◆ SOURCE PASSAGE
------------------------------------------------------------------------

Normally Markdown’s default of using em for emphasis makes sense.
Emphasis is what you use italics for most of the time. When you need
cite, you can type <cite>
and when you need a more generic italic, for
example for foreign language words or Linnaean names, you can type
<i>
. But on user-writable forums that disable fallthrough HTML, i is
the better default. It’s never “wrong”, per se (em is just more
specific) and it matches how many people sometimes use *
and _
on
these forums, when they think “I want to make this look cursive”
rather than “I need to semantically emphasize this”.
Same goes for strong and b.
I like that it gives you a choice between _
and *
, that they mean the same
thing, and that you can mix and match them, and that double means
stronger. That was a good design decision that was a lot easier to
remember than the other markup formats I was using before. So
solutions where “_
is cite and *
is em” are no good, especially when
they don’t fix things like Linnaean names.
I suggest that Markdown installations that do allow fallthrough HTML should stick with em and strong as the default, since those are the most common cases and fallthrough HTML can handle the special cases, but Markdown installations on online forums that disable fallthrough HTML (i.e. where Markdown is used in lieu of bbcode or Wiki syntax), it should generate i and b instead of em and strong. It’s less wrong.
Here is an example from CommonMark’s own spec which demonstrates how wack it can get:
<p><strong>Gomphocarpus (<em>Gomphocarpus physocarpus</em>, syn.
<em>Asclepias physocarpa</em>)</strong></p>
That is not correct HTML, which should be:
<p><strong>Gomphocarpus (<i>Gomphocarpus physocarpus</i>, syn.
<i>Asclepias physocarpa</i>)</strong></p>
or, depending on the context, maybe even:
<p><b>Gomphocarpus (<i>Gomphocarpus physocarpus</i>, syn.
<i>Asclepias physocarpa</i>)</b></p>
Linnaean names, like that Latin name for balloon plant used in that
example, are always marked italics, cursive, oblique, or otherwise
text-decorated, but not emphasized; <em>
is semantically wrong for
them. I can not correctly write that plant’s Latin name here on GitHub
since there is currently no way, that I know of, to emit <i>
.

------------------------------------------------------------------------

◆ DATA ENTRIES
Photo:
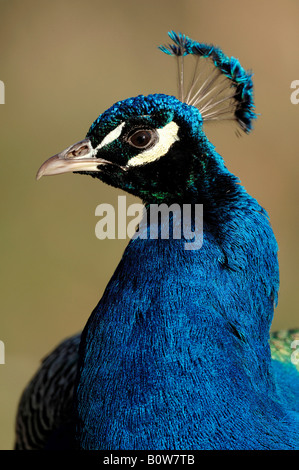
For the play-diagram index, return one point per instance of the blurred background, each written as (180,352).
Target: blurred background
(63,62)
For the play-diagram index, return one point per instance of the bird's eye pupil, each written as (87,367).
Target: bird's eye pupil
(141,138)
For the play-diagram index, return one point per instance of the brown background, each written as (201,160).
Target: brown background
(63,63)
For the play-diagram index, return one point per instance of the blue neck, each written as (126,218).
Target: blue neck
(180,335)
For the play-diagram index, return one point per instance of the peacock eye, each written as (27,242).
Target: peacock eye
(142,138)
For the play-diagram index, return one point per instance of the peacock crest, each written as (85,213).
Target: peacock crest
(219,88)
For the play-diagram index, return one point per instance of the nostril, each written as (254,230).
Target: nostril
(79,152)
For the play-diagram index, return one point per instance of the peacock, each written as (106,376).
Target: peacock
(178,353)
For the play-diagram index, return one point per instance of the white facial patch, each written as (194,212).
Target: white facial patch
(113,135)
(167,136)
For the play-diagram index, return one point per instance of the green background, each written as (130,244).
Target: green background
(63,63)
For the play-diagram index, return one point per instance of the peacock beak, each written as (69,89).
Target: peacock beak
(77,157)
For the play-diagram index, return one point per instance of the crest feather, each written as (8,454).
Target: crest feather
(220,88)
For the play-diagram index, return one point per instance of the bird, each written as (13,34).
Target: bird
(178,353)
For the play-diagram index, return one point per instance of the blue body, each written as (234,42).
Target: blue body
(176,354)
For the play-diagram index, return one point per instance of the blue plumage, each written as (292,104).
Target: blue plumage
(176,354)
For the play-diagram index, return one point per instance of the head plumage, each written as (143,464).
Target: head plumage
(219,88)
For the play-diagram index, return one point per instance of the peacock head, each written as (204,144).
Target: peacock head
(154,146)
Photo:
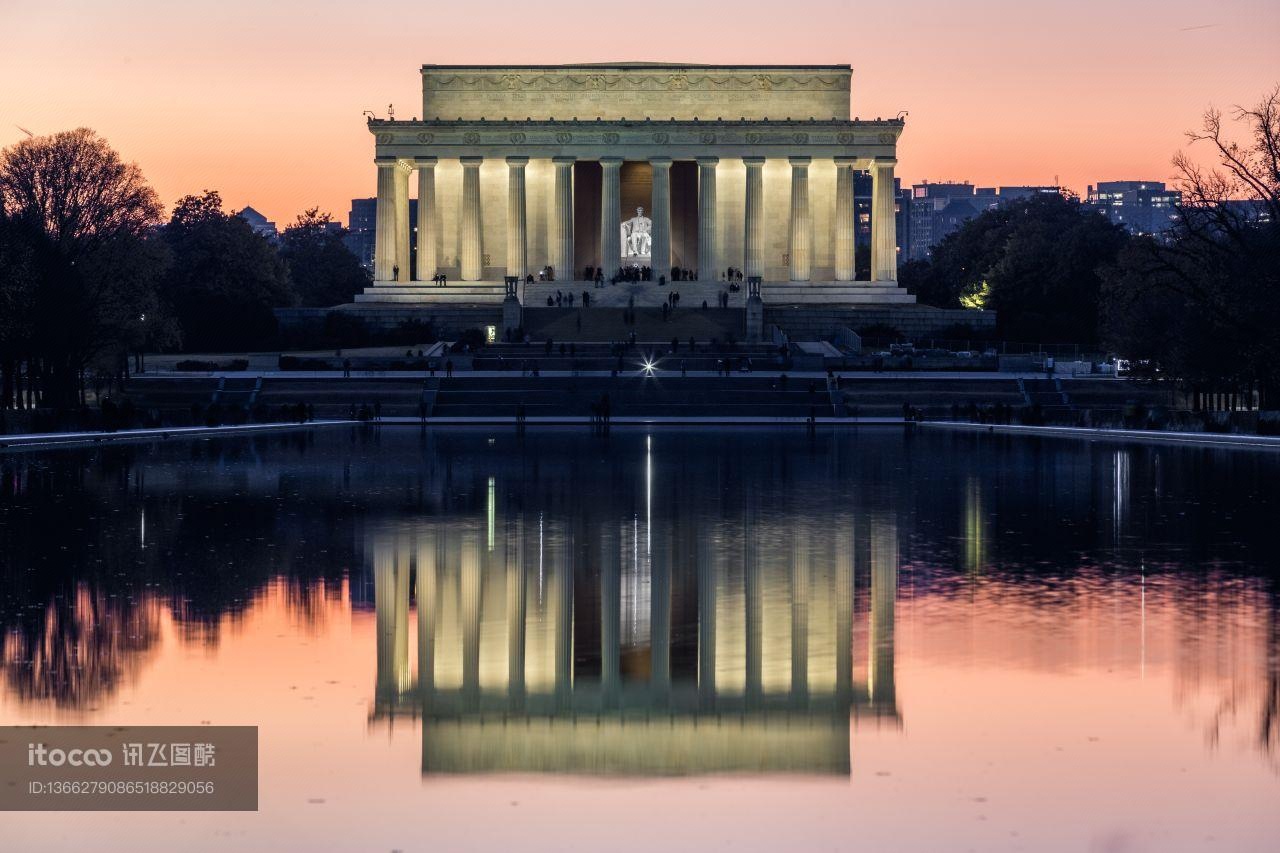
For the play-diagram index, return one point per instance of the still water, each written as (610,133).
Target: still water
(746,639)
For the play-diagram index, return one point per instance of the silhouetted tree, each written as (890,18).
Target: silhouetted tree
(1202,304)
(323,269)
(77,273)
(224,278)
(1036,261)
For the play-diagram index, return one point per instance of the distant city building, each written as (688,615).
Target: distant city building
(362,227)
(1141,206)
(940,209)
(260,223)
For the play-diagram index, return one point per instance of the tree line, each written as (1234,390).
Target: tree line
(91,270)
(1198,305)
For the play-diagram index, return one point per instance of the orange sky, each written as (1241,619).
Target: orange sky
(263,100)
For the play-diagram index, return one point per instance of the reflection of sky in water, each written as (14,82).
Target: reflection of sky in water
(1032,643)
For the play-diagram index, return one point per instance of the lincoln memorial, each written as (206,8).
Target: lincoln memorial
(548,170)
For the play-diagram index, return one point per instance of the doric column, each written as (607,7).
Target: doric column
(659,252)
(708,263)
(753,236)
(883,222)
(517,226)
(384,220)
(401,205)
(562,226)
(472,235)
(800,243)
(426,260)
(845,219)
(611,217)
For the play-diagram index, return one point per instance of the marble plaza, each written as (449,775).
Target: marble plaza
(549,170)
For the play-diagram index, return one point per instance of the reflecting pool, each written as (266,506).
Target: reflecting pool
(690,638)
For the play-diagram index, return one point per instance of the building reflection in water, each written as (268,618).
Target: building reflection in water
(636,644)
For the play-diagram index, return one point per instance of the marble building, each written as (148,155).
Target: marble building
(538,169)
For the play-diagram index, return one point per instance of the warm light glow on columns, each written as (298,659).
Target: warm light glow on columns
(384,220)
(883,222)
(426,251)
(402,237)
(753,237)
(517,226)
(659,252)
(562,224)
(391,235)
(708,261)
(845,219)
(800,243)
(472,235)
(611,215)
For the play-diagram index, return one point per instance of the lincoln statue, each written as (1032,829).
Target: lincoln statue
(638,237)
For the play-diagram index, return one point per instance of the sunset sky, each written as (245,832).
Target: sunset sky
(263,100)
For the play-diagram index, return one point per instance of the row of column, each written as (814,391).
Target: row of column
(392,236)
(392,598)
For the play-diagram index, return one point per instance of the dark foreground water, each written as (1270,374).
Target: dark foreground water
(689,639)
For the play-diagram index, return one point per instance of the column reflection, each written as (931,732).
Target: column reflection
(764,598)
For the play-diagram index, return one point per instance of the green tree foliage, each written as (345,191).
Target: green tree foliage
(1202,306)
(1036,261)
(323,269)
(77,273)
(224,278)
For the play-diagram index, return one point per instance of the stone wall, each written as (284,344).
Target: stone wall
(449,320)
(913,322)
(636,91)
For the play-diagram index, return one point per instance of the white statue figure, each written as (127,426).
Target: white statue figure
(638,236)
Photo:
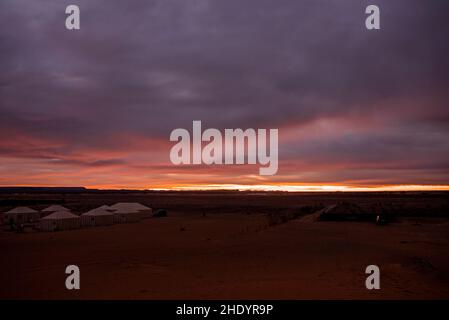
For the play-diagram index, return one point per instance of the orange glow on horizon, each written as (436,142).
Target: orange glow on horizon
(281,187)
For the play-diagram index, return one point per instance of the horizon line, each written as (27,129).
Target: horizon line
(256,188)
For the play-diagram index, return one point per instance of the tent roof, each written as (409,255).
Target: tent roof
(129,207)
(55,207)
(58,215)
(98,212)
(21,210)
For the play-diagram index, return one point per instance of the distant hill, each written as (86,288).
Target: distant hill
(43,189)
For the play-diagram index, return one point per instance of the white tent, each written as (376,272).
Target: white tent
(60,220)
(21,215)
(143,211)
(97,217)
(54,208)
(123,216)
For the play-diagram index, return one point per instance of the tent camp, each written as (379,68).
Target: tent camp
(60,220)
(143,211)
(97,217)
(124,216)
(21,215)
(54,208)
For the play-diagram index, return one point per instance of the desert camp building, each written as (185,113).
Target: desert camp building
(54,208)
(97,217)
(21,215)
(124,216)
(60,220)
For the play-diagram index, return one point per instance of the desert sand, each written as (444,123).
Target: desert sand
(230,255)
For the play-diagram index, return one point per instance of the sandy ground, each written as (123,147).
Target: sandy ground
(230,256)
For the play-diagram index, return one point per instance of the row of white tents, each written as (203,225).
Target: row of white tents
(57,217)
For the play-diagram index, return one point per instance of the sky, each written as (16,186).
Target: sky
(95,107)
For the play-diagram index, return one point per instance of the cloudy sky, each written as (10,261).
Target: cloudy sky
(95,107)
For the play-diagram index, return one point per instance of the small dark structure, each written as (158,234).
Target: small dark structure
(160,213)
(381,219)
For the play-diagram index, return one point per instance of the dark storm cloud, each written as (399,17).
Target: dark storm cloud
(147,67)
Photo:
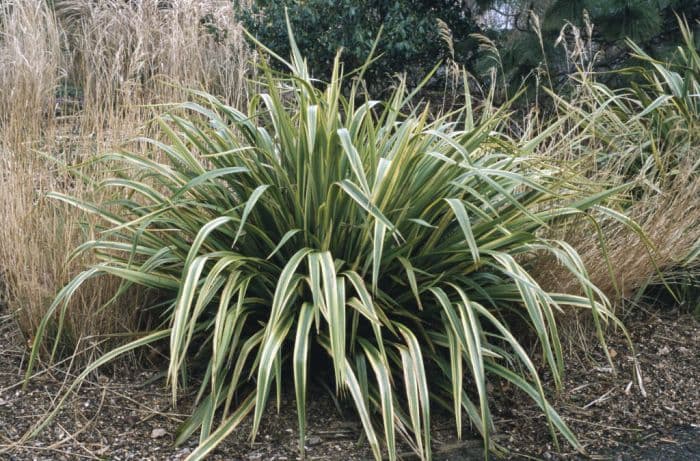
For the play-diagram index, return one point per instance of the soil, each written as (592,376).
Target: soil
(121,418)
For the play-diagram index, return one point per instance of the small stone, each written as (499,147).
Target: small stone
(158,433)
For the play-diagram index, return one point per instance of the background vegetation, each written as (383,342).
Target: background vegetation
(277,220)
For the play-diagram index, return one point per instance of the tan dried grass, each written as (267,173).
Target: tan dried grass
(121,58)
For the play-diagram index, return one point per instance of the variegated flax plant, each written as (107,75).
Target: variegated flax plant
(322,223)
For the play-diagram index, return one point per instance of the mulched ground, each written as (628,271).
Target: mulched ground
(120,418)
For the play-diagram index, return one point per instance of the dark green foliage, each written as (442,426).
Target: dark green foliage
(650,23)
(409,42)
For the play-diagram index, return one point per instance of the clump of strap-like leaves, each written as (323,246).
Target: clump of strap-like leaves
(317,223)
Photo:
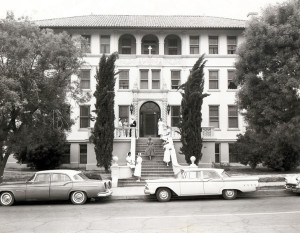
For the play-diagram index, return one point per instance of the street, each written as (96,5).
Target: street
(251,214)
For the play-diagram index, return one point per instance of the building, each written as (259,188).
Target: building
(156,54)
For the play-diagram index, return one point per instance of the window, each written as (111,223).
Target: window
(86,44)
(210,175)
(155,79)
(217,153)
(104,44)
(124,79)
(144,79)
(172,45)
(175,116)
(84,116)
(150,40)
(231,44)
(194,44)
(230,75)
(124,113)
(56,177)
(232,155)
(127,44)
(83,154)
(85,79)
(214,116)
(213,44)
(42,178)
(233,121)
(175,79)
(66,154)
(213,79)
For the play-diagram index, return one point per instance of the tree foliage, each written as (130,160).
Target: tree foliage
(191,116)
(268,72)
(35,70)
(103,133)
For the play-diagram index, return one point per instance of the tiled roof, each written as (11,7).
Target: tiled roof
(142,21)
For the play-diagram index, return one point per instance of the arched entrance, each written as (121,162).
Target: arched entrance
(149,115)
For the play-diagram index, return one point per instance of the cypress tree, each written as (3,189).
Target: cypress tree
(191,116)
(103,133)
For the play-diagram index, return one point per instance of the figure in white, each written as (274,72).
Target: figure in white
(161,126)
(167,153)
(120,125)
(129,161)
(138,167)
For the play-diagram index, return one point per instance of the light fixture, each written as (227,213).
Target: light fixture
(131,108)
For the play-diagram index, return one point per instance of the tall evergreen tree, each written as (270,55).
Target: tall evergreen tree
(191,116)
(103,133)
(268,73)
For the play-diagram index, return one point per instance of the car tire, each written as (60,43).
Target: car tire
(7,199)
(78,197)
(229,194)
(163,194)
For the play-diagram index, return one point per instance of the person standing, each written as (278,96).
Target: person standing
(167,153)
(138,167)
(161,126)
(132,124)
(150,148)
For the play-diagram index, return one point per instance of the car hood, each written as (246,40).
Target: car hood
(241,178)
(17,183)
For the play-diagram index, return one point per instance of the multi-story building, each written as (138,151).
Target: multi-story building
(156,54)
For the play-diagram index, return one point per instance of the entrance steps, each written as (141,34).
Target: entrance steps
(151,169)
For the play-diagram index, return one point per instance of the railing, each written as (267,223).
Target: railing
(207,132)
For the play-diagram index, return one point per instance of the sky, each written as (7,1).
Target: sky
(47,9)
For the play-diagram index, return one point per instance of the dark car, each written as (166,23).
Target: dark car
(55,185)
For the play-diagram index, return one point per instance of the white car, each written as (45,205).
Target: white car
(201,181)
(292,183)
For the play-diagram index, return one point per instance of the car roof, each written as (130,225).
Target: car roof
(62,171)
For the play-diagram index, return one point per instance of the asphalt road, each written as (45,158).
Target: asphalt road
(259,215)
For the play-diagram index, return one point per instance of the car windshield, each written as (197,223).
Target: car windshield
(80,176)
(225,174)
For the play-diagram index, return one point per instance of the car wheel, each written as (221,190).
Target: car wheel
(163,194)
(78,197)
(7,199)
(229,194)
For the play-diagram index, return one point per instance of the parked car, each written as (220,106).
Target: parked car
(55,185)
(292,183)
(201,181)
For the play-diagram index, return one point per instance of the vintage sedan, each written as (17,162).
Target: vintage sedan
(292,183)
(55,185)
(201,181)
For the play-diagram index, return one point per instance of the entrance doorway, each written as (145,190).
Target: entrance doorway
(149,115)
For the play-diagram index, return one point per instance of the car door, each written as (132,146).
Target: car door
(60,187)
(191,184)
(38,189)
(212,182)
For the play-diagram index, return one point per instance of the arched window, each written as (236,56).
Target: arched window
(150,40)
(172,45)
(127,44)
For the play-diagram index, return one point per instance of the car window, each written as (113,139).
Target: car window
(80,176)
(192,175)
(210,175)
(60,178)
(42,178)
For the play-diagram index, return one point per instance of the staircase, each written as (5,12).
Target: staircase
(151,169)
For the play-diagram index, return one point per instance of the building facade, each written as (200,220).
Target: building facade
(156,54)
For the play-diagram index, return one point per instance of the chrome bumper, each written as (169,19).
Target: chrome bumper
(105,194)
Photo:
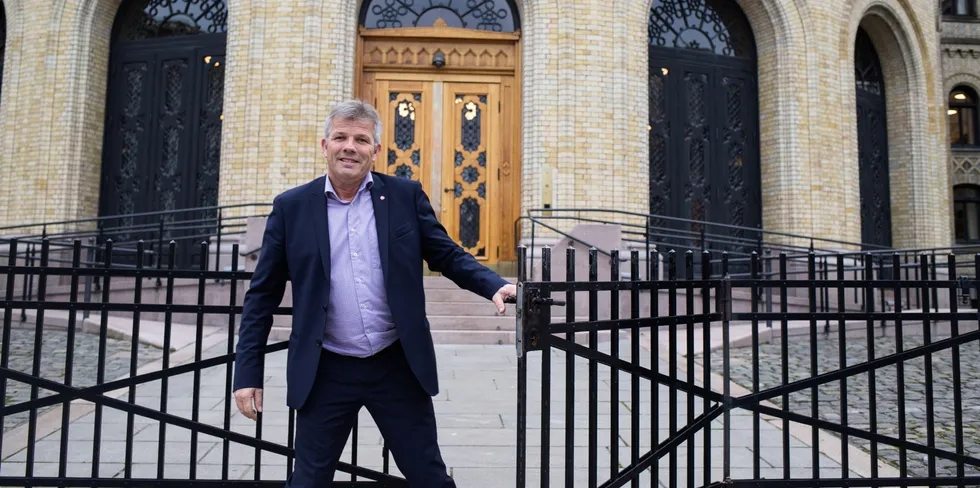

------------------------------------------------------------------------

◆ SHORT PROBLEM
From the post on Markdown emphasis above, set down everything from "I suggest that" down to "It’s less wrong.", word for word.

◆ RESULT FOR THIS EXERCISE
I suggest that Markdown installations that do allow fallthrough HTML should stick with em and strong as the default, since those are the most common cases and fallthrough HTML can handle the special cases, but Markdown installations on online forums that disable fallthrough HTML (i.e. where Markdown is used in lieu of bbcode or Wiki syntax), it should generate i and b instead of em and strong. It’s less wrong.